- _INSTRUCTIONS TO FOLLOW_: Return every line of the listing below word for word, with nothing changed.

[Items listed in a dataset]
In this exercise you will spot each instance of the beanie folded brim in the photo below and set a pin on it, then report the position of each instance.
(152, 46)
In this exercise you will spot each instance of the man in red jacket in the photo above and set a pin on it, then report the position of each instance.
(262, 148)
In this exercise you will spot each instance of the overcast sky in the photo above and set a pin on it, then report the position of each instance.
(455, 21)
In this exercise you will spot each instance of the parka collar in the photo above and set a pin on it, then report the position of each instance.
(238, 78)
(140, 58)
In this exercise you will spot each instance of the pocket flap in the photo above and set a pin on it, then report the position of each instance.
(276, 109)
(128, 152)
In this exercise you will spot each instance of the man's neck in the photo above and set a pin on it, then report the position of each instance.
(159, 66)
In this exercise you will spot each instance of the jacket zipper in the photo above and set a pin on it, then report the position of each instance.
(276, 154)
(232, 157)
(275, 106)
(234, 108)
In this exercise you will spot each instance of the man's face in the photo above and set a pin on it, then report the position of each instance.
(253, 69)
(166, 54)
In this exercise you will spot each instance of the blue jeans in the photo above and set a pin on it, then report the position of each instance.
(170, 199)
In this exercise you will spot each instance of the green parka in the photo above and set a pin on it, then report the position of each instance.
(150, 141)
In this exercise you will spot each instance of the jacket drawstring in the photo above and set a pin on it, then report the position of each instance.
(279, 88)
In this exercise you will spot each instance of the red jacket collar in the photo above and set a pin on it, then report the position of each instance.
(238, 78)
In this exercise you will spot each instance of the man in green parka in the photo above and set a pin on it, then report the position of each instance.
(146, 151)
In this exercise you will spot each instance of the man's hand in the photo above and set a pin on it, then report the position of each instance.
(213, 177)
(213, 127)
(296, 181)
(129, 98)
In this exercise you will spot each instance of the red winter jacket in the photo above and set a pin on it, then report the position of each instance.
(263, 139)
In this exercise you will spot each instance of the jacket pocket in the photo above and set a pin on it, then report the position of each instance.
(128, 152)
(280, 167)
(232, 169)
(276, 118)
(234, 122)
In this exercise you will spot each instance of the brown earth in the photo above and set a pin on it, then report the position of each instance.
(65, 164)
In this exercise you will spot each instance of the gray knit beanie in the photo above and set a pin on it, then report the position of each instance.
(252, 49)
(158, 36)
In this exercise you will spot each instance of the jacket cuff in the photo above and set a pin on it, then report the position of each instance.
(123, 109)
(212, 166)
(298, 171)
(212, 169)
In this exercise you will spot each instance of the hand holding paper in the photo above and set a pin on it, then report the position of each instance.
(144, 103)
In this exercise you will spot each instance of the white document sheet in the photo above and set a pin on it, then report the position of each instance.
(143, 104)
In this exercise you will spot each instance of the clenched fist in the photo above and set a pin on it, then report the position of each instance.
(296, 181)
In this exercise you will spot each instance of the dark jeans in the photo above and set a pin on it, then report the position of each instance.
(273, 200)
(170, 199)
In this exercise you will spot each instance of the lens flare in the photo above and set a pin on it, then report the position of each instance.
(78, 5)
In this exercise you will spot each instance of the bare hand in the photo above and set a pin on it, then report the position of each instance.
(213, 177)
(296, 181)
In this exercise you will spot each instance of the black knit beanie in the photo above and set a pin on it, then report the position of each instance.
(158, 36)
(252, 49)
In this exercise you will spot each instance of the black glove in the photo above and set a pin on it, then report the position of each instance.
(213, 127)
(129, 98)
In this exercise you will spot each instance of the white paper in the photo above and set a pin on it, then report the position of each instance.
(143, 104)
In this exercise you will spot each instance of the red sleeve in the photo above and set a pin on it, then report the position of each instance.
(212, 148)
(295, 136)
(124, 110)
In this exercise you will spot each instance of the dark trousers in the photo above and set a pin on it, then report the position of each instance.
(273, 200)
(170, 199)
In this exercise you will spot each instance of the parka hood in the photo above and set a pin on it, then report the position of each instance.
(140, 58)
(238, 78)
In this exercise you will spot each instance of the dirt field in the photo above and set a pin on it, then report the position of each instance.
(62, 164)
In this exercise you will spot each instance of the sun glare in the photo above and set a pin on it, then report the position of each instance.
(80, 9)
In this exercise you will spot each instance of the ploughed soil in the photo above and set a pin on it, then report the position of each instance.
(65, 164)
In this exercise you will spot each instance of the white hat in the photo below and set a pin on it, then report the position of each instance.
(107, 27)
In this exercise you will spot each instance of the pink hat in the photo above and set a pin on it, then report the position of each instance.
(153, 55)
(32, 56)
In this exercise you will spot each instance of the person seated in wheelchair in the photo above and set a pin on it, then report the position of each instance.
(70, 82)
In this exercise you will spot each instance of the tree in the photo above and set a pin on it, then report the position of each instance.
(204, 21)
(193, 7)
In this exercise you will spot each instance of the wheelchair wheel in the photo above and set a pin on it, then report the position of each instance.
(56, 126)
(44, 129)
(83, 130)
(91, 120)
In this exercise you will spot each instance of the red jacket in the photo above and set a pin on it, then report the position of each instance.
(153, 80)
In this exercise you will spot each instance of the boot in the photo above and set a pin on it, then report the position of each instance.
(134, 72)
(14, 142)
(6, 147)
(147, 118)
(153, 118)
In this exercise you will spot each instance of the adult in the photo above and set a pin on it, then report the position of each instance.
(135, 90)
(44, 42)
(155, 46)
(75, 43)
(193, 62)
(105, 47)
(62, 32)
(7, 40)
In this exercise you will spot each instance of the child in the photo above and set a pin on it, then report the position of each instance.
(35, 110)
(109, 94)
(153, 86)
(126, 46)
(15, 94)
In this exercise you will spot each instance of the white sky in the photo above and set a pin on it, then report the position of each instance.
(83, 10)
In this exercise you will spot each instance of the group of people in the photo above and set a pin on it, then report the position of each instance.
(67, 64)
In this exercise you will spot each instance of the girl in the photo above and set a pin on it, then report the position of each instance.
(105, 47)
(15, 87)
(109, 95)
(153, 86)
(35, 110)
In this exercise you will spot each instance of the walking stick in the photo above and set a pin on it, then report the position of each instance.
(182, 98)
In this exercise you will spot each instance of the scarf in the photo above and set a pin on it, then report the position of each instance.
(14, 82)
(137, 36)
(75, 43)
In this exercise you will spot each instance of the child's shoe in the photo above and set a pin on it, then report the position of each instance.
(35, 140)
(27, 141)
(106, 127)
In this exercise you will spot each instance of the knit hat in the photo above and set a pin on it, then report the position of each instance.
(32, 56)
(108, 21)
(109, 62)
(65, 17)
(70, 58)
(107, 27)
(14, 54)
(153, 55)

- _OUTPUT_:
In this exercise you will spot each instance of the beanie folded brim in the photo below and set a pin on it, then report the position of each instance.
(152, 46)
In this exercise you will spot each instance of the man in red jacket in the photo above and set a pin on it, then report the position of each instance.
(262, 148)
In this exercise you will spot each instance of the overcast sky in the photo above and set a pin on it, then report the position of each instance.
(455, 21)
In this exercise you will spot each instance of the parka collar in the photo above and set a pin on it, then report the position of each instance.
(238, 78)
(140, 58)
In this exercise you will spot each instance of the pocket flap in the photo above and set a pin on it, then report the position of each instance.
(276, 109)
(128, 152)
In this exercise you will spot each instance of the man's neck in the photo above and set a pin on it, then report the position of each instance.
(159, 66)
In this exercise you will spot each instance of the jacket zipper in the photo above and set a pin on it, then report the position of each instance.
(276, 154)
(232, 157)
(275, 106)
(234, 108)
In this exercise you will spot each instance of the man's face in the photo above and set a pin on it, then report the position of each instance.
(253, 69)
(166, 54)
In this exercise you will spot each instance of the blue jeans in the photo above and set a pin on it, then report the position of each instance.
(170, 199)
In this exercise you will spot each instance of the green parka in the photo above and set a pin on it, then report the position of each instance.
(150, 141)
In this exercise you will spot each instance of the jacket drawstring in the photo above and set a pin on it, then report the position of each instance.
(279, 88)
In this exercise you will spot each instance of the red jacket collar in the photo above and set a pin on it, then report the position of each instance.
(238, 78)
In this exercise you will spot each instance of the man in green parka in the photo above and set a pin on it, then report the position of each instance.
(146, 151)
In this exercise you will spot each instance of the man's hand in the photo above and set a pin on it, then report the position of each instance.
(213, 177)
(213, 127)
(296, 181)
(129, 98)
In this exercise you will spot each instance of the red winter jacket in the photo above and set a pin on it, then report the position of each instance.
(263, 139)
In this exercise you will spot each instance of the jacket pocket in the photo above and set a pin on it, then report the position of each instance.
(128, 152)
(280, 167)
(232, 169)
(276, 118)
(234, 122)
In this exercise you will spot each instance of the brown earth in the photo above and set a pin on it, then report the position of each instance.
(65, 164)
In this exercise you will spot each instance of the gray knit beanie in the photo above and set a pin on it, then report the position of each instance.
(252, 49)
(158, 36)
In this exercise you will spot each instance of the jacket cuff in the photo above and set a pin on it, then report the position of each instance.
(123, 109)
(212, 166)
(298, 171)
(212, 169)
In this exercise you will spot each instance of the hand holding paper in the photo above and set a pin on it, then report the position of each instance.
(144, 103)
In this exercise you will spot each instance of the white document sheet in the photo above and set a pin on it, then report the position of each instance.
(143, 104)
In this exercise you will spot each instance of the clenched fist in the photo above and set a pin on it, then report the position of each instance.
(296, 181)
In this exercise you will spot each instance of the dark jeans in the photo above and set a pin on it, then report the position of each instance.
(273, 200)
(170, 199)
In this exercise you will spot each instance of the lens flare in the photo above and set a pin on it, then report the position of each instance.
(78, 5)
In this exercise you will spot each instance of the bare hand in the photo above and set a pin on it, then report the position of each instance.
(213, 177)
(296, 181)
In this exercise you will spot each instance of the black knit beanie in the photo above and set a pin on it, then report the position of each instance.
(158, 36)
(252, 49)
In this exercise you will spot each instance of the black glove in the photo above and set a pin on it, then report the position of each instance.
(213, 127)
(129, 98)
In this exercise you will spot each instance of the white paper in the photo above and set a pin on it, then report the position of each instance.
(143, 104)
In this exercise you will spot each instance of the red sleeve in the photo above and set a pin on it, then report the position of each instance.
(212, 148)
(295, 136)
(124, 110)
In this exercise you will spot each instance of the dark trousers in the photo above and set a pin on it, then report the position of each instance.
(273, 200)
(170, 199)
In this exercise you will spot each instance of the parka hood in the photo above and set a pin on it, then report the position of each instance.
(140, 58)
(238, 78)
In this exercise you will spot each instance of the dirt field in the photo above and set a pin on it, then report the position of each instance.
(62, 164)
In this exercise you will spot each instance of the sun glare in the photo above and set a pin on it, then report the position of each instance.
(80, 9)
In this exercise you will spot each instance of the ploughed soil in the photo above and set a pin on it, then report the position of each instance.
(65, 164)
In this exercise you will spot each instance of the white hat in the photo below and set a pin on it, then report the position of each instance.
(107, 27)
In this exercise you will spot each instance of the pink hat in the photo above and set a pin on it, then report the position of each instance.
(153, 55)
(32, 56)
In this exercise you will spot each instance of the person seated in wheelchair in the photo above and set a pin on it, then report the position of each instance.
(70, 82)
In this exercise you will spot each instance of the tree in the photo above and set a pin on it, then report the position of each instance.
(204, 21)
(193, 7)
In this exercise you will spot each instance of the wheelchair wheel in the photo above and set a pin on it, then report the position of each instance.
(56, 126)
(44, 129)
(83, 130)
(91, 120)
In this exercise you will spot each instance of the red jacket in the photo above and set a pin on it, then report the position of each instance.
(153, 80)
In this exercise you will spot each instance of the boot in the photo above and set a pin on it, then report the position of each instance.
(134, 72)
(14, 142)
(6, 147)
(147, 118)
(153, 118)
In this exercise you will spot each instance of the adult in the photo above and set a pin on it, then report the position of each instance.
(135, 90)
(44, 42)
(155, 46)
(75, 43)
(193, 62)
(105, 47)
(62, 32)
(7, 40)
In this exercise you will spot each instance of the child in the photo above and set a pin on it, then report the position of each instance.
(35, 110)
(109, 94)
(153, 86)
(126, 46)
(15, 94)
In this exercise you will spot each instance of the white sky in the photo above and set a pin on it, then report the position of each instance.
(83, 10)
In this exercise you will spot each instance of the group of people in the photo above and set a pin on it, then report the position of each instance.
(67, 64)
In this exercise you will spot each instance of the girl in the photo above and set a pin on it, then report the position of each instance.
(105, 47)
(15, 87)
(109, 95)
(153, 86)
(35, 110)
In this exercise you will spot each instance of the walking stick in the photo above and set a pin on it, then report the position of each instance.
(182, 98)
In this exercise you will spot each instance of the scarf in the photo above and set a pin on it, then report the position of each instance.
(14, 82)
(137, 36)
(75, 43)
In this exercise you will spot each instance of the child's shoe in the photo above and set a pin on it, then report the position of each instance.
(35, 140)
(27, 141)
(106, 127)
In this exercise you will spot each instance of the knit hat in the photo above and set a pin on it, then report the position of each instance.
(32, 56)
(108, 21)
(109, 62)
(65, 17)
(70, 58)
(107, 27)
(14, 54)
(153, 55)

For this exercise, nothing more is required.